━━━ Teks Bacaan ━━━

Laporan Wartawan Tribunnews, Larasati Dyah Utami
TRIBUNNEWS.COM, JAKARTA – Anak dan remaja cenderung menjadi pendiam saat sekolah tatap muka, setelah selama 2 tahun lamanya melaksanakan pembelajaran jarak jauh (PJJ).
Ranti dan Annisa, dari Children and Youth Advisory Network (CYAN), Save the Children Indonesia mengaku merasakan dampak langsung dari pembelajaran jarak jauh.
Remaja yang masing-masing berusia 17 dan 19 tahun itu juga menyatakan pentingnya orang dewasa memahami perasaan anak dan pemuda saat krisis.
Menurut Ranti (16), saat sekolah kembali melakukan pembelajaran tatap muka, ia seperti kembali menjadi anak baru, karena mulanya perkenalan dilakukan secara virtual.
Banyak siswa juga yang takut berinteraksi dengan teman maupun guru, karena takut salah bicara.
“Mulanya pandemi yang menjadi konsen, belum tentang krisis iklim. Tugas sekolah menjadi 2 kali lipat karena online. Dampaknya terjadi pada anak (saat sekolah tatap muka), menjadi cenderung takut untuk ngobrol dengan teman maupun guru,” kata Ranti di webinar satgascovid19_komlik, Rabu (25/5/2022).
Menurut Ranti, remaja dan anak harus ‘aware’ dengan haknya dan berani bersuara tentang pemenuhan haknya.
Ranti merasa haknya sebagai anak tidak terpenuhi selama 2 tahun pandemi Covid-19.
Baca juga: Epidemiolog Unair: Penanganan Covid-19 Indonesia Kini Berbasis Data Bukan Lagi Asumsi
Contoh hak mendasar seperti bermain.

━━━

• **Latihan 1**:
Salin persis bagian artikel tentang pembelajaran jarak jauh, mulai dari "Ranti dan Annisa, dari" sampai "takut salah bicara.".
• **Latihan 2**:
Dalam artikel tentang pembelajaran jarak jauh, apa yang disebut sebagai contoh hak mendasar anak?
• **Latihan 3**:
Teruskan artikel tentang pembelajaran jarak jauh, dimulai setelah kalimat terakhirnya.

━━━ Data yang Dikaji ━━━

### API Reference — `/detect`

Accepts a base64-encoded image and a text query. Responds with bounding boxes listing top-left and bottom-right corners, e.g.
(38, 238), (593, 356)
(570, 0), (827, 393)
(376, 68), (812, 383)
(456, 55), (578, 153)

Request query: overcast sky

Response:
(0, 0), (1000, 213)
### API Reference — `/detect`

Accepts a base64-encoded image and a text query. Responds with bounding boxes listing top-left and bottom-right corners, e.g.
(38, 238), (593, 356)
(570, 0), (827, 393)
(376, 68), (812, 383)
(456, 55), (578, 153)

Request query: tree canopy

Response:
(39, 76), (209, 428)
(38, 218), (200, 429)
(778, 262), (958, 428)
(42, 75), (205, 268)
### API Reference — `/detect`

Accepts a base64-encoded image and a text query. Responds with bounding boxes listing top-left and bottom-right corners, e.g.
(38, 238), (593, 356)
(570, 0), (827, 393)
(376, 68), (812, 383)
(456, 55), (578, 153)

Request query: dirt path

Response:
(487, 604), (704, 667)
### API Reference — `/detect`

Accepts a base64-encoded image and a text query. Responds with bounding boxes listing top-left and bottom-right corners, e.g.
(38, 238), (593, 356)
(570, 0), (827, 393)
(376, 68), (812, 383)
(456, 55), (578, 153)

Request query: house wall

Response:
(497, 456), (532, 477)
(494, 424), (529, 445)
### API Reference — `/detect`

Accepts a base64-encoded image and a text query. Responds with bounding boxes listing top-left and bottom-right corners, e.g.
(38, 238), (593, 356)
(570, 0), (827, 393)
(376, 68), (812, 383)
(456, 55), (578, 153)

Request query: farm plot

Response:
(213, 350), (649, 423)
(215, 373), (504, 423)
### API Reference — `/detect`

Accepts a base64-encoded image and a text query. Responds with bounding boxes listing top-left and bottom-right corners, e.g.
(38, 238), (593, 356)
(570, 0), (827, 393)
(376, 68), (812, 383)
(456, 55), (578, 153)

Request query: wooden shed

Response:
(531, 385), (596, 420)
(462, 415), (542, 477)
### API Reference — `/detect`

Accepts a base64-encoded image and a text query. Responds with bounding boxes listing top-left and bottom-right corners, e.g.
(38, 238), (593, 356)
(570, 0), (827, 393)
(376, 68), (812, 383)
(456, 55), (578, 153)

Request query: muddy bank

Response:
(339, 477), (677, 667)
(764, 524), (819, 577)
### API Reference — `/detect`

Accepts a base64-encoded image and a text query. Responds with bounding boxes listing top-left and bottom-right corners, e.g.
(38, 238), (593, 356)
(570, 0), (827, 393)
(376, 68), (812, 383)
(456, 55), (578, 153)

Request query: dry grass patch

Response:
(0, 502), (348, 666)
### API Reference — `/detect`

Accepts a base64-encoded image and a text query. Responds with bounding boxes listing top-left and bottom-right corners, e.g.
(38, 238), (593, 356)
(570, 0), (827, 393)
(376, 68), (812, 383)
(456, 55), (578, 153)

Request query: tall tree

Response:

━━━

• **Jawaban Tugas 1**:
Ranti dan Annisa, dari Children and Youth Advisory Network (CYAN), Save the Children Indonesia mengaku merasakan dampak langsung dari pembelajaran jarak jauh.
Remaja yang masing-masing berusia 17 dan 19 tahun itu juga menyatakan pentingnya orang dewasa memahami perasaan anak dan pemuda saat krisis.
Menurut Ranti (16), saat sekolah kembali melakukan pembelajaran tatap muka, ia seperti kembali menjadi anak baru, karena mulanya perkenalan dilakukan secara virtual.
Banyak siswa juga yang takut berinteraksi dengan teman maupun guru, karena takut salah bicara.

• **Jawaban Tugas 2**:
Bermain.

• **Jawaban Tugas 3**:
Banyak aturan yang harus dilakukan anak dan remaja secara cepat, seperti menyesuaikan dengan aturan untuk memakai masker, jaga jarak, hingga melakukan test antigen.
“Pandemi selama 2 tahun di rumah aja. Awal pandemi jadi stress,” kata Ranti.
Sama seperti Ranti, Anisa saat pandemi merasa ada culture shock yang harus dilalui di awal pandemi.
Saat itu banyak orang yang tidak tahu dengan apa yang mereka hadapi dan harus berbuat apa.
Banyak pula hak anak yang tidak terpenuhi, mulai dari hak untuk mendapatkan pelayanan kesehatan hingga hak mendapatkan pendidikan dengan baik.
Di awal pandemi, guru dan murid pun masih sulit menyesuaikan PJJ.
Baca juga: Lembaga Filantropi Internasional Coca-Cola Company Salurkan Rp 7,9 M untuk Program Vaksin Covid-19
Bahkan beberapa guru seperti tidak peduli, apakah murid paham atau tidak, yang penting kurikulum selesai.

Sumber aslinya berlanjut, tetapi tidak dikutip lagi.